*Work instructions*
Reproduce the blog post below about Roe v. Wade and Freakonomics word for word, from its date line through its final sentence.
----- Document text
Sunday, October 31, 2010

Freakanonomics in Multiple Formats

Roe v. Wade, the U.S. Supreme Court decision that legalized abortion, is one of the most controversial court decisions ever.

Critics blame it for allowing the termination of untold pregnancies - arguably through acts of homicide. Many other people believe Roe rightly allows for the decision on whether a woman should carry a pregancy to be made by the woman, her doctor and perhaps her partner (if she has one).

The divergence between these positions has created a generation-old fissure in the American body politic. And that divide, in turn, has contributed greatly to a virulent political dysfunction along partisan lines that has infected our common life like a cancer.

So Roe is fraught with the weight of history and the trauma that comes from spilled blood.

But do its effects also include a role in reducing the crime rate? Two economists, John Donohue and Steven Levitt, explored that question in a 2001 paper. Levitt teamed up with journalist Stephen Dubner to popularize it in the widely discussed book Freakonomics, published in 2005.
----------
----- Data records
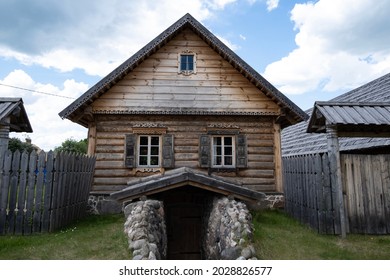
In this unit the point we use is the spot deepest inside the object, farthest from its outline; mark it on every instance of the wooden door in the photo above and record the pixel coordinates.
(184, 226)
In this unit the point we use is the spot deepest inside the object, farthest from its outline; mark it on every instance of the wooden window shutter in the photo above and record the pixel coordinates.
(204, 151)
(168, 155)
(242, 152)
(131, 140)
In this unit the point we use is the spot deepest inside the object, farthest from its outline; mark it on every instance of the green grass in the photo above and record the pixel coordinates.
(93, 238)
(279, 237)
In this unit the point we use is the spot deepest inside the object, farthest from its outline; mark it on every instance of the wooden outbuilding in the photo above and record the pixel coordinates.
(185, 100)
(13, 118)
(337, 164)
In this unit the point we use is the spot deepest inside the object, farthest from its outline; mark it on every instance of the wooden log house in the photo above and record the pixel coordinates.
(185, 100)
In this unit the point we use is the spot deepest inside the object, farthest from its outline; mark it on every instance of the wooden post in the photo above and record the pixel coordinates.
(335, 171)
(4, 135)
(278, 159)
(91, 139)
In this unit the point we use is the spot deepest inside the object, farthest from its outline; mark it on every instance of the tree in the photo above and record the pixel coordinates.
(73, 146)
(15, 144)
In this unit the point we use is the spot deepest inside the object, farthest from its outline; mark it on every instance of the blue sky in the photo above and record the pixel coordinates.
(309, 50)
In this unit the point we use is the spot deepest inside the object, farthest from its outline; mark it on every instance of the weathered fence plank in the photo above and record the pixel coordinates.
(41, 193)
(4, 190)
(22, 193)
(30, 193)
(311, 198)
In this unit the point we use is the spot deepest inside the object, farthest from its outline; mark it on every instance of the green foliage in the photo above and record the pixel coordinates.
(92, 238)
(279, 237)
(73, 146)
(15, 144)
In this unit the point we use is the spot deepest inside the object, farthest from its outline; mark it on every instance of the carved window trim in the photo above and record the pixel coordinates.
(183, 54)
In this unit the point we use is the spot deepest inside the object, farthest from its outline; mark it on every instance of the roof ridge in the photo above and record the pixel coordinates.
(186, 21)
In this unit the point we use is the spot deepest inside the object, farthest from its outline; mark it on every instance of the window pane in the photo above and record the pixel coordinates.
(153, 160)
(228, 141)
(228, 160)
(143, 140)
(143, 160)
(217, 160)
(155, 141)
(154, 151)
(218, 141)
(186, 62)
(143, 151)
(228, 151)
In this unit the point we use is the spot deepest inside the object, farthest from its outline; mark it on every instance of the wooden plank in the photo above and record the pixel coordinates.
(371, 218)
(348, 183)
(55, 193)
(5, 190)
(385, 173)
(48, 192)
(32, 165)
(19, 226)
(37, 216)
(380, 227)
(327, 196)
(358, 187)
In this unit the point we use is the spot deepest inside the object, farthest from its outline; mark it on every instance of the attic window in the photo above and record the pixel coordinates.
(187, 63)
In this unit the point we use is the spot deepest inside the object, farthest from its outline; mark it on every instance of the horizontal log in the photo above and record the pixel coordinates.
(260, 158)
(254, 173)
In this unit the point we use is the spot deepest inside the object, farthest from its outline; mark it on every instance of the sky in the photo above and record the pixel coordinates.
(51, 52)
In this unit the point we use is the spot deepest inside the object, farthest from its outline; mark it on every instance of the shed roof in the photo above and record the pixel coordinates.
(291, 112)
(13, 114)
(184, 176)
(296, 140)
(361, 117)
----------
*Response*
Sunday, October 31, 2010

Freakanonomics in Multiple Formats

Roe v. Wade, the U.S. Supreme Court decision that legalized abortion, is one of the most controversial court decisions ever.

Critics blame it for allowing the termination of untold pregnancies - arguably through acts of homicide. Many other people believe Roe rightly allows for the decision on whether a woman should carry a pregancy to be made by the woman, her doctor and perhaps her partner (if she has one).

The divergence between these positions has created a generation-old fissure in the American body politic. And that divide, in turn, has contributed greatly to a virulent political dysfunction along partisan lines that has infected our common life like a cancer.

So Roe is fraught with the weight of history and the trauma that comes from spilled blood.

But do its effects also include a role in reducing the crime rate? Two economists, John Donohue and Steven Levitt, explored that question in a 2001 paper. Levitt teamed up with journalist Stephen Dubner to popularize it in the widely discussed book Freakonomics, published in 2005.